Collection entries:
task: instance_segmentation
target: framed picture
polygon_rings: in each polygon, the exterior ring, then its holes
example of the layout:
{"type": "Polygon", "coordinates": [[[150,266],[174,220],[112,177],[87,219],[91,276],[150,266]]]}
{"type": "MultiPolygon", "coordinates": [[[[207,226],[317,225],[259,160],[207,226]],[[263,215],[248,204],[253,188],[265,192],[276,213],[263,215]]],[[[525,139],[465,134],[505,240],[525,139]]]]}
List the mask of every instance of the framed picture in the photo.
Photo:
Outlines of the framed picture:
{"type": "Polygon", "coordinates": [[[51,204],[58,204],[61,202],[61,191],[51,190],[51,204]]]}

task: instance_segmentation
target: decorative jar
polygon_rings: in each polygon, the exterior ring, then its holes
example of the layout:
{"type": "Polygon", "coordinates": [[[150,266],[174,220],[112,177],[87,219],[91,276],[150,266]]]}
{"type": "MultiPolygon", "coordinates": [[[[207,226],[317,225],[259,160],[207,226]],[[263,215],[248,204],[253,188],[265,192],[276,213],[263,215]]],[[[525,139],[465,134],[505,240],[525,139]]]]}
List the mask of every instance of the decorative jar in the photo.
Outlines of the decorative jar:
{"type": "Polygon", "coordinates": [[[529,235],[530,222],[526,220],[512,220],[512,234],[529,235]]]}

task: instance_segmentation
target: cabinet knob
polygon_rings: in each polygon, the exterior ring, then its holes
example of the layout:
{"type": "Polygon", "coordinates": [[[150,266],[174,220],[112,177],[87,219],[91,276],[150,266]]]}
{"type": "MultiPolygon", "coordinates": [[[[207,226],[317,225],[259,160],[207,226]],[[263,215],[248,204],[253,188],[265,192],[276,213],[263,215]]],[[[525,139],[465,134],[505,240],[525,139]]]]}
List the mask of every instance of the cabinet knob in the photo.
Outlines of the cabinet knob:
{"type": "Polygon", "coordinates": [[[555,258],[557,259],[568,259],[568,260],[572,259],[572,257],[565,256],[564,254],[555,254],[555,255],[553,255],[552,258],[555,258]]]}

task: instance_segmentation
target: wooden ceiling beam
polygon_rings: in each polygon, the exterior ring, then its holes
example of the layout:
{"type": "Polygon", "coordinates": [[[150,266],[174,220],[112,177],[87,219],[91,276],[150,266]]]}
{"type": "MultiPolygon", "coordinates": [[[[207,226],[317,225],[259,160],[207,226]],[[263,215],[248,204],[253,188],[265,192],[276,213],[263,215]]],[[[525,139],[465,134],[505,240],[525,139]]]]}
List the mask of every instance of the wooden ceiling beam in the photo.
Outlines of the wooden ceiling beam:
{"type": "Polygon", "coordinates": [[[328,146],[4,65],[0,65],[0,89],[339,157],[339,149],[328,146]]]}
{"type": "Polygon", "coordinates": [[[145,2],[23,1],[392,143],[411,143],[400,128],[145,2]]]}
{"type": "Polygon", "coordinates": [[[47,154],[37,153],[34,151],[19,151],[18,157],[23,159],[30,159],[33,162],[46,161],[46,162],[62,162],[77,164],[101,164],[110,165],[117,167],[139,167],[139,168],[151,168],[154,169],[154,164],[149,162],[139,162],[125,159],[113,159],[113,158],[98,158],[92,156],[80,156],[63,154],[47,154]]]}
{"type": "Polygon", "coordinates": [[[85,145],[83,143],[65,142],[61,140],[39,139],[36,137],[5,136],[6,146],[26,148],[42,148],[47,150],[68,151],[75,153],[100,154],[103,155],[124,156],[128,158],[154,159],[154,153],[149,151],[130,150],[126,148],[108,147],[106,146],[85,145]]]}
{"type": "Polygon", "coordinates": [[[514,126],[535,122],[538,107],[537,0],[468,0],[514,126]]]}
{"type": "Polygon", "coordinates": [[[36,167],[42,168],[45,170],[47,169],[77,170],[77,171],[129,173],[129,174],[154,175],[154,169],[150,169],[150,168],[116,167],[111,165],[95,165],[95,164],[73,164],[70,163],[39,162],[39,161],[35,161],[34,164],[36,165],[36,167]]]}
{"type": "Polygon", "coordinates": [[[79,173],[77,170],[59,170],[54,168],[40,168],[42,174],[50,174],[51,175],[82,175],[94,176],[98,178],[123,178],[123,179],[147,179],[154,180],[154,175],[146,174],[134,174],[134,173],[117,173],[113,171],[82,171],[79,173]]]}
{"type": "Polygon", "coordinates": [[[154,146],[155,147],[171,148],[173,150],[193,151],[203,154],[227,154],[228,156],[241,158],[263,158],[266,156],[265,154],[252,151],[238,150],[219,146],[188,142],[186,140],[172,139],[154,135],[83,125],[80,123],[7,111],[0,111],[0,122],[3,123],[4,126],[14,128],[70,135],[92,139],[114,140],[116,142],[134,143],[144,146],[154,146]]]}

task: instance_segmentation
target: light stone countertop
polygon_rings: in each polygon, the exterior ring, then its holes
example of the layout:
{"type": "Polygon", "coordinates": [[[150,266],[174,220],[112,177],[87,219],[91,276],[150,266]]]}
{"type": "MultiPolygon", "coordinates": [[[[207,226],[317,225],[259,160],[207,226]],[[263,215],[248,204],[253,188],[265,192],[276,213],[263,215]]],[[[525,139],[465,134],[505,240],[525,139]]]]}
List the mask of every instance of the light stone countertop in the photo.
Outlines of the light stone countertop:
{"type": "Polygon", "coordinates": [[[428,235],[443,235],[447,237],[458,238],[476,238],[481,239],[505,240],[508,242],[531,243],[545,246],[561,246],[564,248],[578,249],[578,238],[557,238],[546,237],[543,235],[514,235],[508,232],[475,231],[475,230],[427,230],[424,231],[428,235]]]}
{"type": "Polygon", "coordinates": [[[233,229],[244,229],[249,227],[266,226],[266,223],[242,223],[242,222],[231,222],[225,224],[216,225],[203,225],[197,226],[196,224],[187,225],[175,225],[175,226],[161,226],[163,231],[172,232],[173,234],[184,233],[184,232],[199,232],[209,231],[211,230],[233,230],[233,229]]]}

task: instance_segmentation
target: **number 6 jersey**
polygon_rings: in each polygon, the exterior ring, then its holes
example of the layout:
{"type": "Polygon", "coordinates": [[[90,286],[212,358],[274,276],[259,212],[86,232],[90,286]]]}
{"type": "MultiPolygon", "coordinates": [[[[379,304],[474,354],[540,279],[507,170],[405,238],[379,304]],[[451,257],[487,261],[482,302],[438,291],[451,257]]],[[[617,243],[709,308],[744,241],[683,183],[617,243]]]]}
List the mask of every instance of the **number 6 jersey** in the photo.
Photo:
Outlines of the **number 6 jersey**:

§ **EXERCISE GOAL**: Please report how many lines of the records contain the string "target", giving only the number.

§ **EXERCISE RESPONSE**: 6